■ **Supplied information**
- - - - - - -

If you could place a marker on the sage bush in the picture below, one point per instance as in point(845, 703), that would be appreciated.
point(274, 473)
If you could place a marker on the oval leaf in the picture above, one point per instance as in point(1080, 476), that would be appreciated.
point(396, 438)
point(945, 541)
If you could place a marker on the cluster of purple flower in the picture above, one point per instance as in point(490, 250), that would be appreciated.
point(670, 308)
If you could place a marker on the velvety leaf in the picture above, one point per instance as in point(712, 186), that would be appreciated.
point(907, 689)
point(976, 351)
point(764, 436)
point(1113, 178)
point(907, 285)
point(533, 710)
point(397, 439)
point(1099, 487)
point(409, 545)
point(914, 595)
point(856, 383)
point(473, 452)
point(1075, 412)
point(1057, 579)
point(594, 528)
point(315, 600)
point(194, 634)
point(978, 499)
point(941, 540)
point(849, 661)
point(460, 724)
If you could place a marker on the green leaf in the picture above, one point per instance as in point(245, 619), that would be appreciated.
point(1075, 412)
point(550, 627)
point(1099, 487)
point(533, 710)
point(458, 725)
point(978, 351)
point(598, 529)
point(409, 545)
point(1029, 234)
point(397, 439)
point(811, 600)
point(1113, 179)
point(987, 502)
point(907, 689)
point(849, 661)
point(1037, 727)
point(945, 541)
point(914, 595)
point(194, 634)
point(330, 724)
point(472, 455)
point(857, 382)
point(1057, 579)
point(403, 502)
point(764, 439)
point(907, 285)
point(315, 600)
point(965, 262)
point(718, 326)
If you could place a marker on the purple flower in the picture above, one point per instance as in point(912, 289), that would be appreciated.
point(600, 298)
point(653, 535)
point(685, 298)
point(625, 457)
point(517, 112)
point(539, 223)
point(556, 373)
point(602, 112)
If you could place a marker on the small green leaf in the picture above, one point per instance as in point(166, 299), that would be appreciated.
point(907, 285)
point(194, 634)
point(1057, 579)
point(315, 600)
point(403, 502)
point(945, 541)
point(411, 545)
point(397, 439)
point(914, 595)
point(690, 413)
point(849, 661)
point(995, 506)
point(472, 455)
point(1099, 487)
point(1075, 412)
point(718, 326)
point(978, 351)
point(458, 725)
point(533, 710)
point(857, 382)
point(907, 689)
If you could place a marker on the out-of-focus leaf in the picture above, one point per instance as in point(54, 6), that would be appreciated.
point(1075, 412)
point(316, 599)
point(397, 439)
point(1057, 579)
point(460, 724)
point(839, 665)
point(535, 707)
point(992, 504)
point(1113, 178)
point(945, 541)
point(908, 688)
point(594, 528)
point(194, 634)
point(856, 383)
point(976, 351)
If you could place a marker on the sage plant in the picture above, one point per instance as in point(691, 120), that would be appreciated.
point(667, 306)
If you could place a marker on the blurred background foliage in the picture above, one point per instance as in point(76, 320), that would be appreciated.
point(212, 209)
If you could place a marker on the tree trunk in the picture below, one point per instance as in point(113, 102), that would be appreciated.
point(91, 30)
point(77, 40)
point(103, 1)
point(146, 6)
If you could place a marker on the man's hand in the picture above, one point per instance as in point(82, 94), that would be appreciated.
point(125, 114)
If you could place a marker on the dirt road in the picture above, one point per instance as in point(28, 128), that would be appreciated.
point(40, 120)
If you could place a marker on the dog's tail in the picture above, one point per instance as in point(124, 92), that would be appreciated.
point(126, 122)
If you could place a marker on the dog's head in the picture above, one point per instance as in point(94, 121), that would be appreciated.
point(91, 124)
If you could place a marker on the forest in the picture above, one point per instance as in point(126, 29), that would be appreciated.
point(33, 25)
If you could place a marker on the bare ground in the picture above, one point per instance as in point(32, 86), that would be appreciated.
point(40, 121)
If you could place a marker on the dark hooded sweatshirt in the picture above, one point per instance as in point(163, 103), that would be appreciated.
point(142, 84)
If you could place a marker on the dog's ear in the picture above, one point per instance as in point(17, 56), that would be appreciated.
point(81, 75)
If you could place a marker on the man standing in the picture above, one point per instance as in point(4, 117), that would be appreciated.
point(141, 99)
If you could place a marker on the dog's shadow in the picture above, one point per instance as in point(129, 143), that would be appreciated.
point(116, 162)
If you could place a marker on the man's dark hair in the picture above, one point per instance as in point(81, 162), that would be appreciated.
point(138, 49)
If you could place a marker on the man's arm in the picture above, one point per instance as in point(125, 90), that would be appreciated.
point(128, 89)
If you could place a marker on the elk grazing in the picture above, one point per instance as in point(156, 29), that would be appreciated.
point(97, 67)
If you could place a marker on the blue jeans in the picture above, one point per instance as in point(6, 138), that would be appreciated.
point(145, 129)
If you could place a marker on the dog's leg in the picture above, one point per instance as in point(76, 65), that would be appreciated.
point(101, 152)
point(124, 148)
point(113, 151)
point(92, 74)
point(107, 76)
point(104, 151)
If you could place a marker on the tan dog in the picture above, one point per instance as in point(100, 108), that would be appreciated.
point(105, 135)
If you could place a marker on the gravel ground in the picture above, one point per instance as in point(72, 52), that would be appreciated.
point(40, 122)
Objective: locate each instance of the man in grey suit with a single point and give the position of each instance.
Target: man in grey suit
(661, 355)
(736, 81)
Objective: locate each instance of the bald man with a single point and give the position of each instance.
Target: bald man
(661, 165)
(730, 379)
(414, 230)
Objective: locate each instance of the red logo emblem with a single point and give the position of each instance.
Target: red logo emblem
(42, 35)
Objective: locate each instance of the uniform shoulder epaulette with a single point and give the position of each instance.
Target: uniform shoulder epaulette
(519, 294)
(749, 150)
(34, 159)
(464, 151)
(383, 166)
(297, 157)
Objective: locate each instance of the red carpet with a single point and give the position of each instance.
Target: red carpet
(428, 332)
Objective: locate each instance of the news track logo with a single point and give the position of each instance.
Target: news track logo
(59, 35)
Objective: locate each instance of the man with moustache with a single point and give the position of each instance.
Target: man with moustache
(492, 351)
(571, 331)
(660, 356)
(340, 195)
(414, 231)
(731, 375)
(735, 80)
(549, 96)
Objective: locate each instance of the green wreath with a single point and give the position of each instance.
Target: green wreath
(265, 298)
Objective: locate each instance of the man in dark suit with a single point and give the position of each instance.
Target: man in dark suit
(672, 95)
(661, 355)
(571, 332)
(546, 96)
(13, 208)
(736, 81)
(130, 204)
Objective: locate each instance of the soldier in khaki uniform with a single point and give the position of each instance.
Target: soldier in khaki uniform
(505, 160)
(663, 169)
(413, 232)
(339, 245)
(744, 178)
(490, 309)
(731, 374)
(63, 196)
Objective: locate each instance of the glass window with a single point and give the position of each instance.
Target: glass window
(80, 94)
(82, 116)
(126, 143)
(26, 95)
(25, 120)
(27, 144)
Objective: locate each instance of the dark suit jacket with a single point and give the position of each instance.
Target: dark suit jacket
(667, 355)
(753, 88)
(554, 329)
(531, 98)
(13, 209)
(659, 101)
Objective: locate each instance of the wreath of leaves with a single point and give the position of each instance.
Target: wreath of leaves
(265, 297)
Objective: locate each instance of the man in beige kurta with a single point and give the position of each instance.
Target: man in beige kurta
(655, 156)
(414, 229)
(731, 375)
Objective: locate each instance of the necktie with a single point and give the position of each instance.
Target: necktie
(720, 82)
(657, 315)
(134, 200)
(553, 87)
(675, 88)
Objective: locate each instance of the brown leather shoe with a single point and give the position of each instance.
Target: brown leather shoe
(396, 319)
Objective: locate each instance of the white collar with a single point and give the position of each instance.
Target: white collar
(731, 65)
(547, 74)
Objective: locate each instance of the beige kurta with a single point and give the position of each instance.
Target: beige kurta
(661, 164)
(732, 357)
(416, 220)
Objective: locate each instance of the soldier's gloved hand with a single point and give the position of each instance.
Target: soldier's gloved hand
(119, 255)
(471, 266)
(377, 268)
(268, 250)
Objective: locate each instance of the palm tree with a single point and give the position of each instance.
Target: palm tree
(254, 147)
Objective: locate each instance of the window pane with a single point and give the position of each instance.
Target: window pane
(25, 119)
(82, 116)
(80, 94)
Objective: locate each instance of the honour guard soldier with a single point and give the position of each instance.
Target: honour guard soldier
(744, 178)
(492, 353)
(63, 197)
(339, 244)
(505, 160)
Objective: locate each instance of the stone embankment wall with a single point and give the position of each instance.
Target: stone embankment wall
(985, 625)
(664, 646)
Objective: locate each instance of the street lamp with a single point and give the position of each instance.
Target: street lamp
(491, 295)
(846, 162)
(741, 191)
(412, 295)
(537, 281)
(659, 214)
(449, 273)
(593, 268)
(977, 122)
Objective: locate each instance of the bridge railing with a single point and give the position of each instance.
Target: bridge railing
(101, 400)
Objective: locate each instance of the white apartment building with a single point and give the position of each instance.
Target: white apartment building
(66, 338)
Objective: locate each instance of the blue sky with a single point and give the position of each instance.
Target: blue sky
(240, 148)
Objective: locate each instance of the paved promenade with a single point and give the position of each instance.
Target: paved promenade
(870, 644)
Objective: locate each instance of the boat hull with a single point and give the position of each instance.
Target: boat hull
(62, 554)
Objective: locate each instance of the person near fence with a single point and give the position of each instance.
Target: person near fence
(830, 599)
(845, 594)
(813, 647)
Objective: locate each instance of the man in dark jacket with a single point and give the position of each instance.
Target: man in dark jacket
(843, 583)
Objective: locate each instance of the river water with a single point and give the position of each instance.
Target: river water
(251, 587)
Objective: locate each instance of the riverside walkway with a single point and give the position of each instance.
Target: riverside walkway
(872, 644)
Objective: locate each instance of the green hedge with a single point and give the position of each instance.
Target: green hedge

- - - - - - -

■ **Task item**
Reproduce exactly the section above that begins at the line containing "Objective: locate each instance of the white apartment" and ends at the line containing "Objective: locate each instance of the paved", leaving out all other lines.

■ **Finished exercise**
Objective: locate each instance of the white apartment building with a single point and give the position of each instance.
Target: white apartment building
(66, 338)
Objective: locate each instance of the blue sky with a single point and give the position of each instance.
Target: blue sky
(240, 148)
Objective: locate each instance of the paved promenade with a single point and give the position of each instance.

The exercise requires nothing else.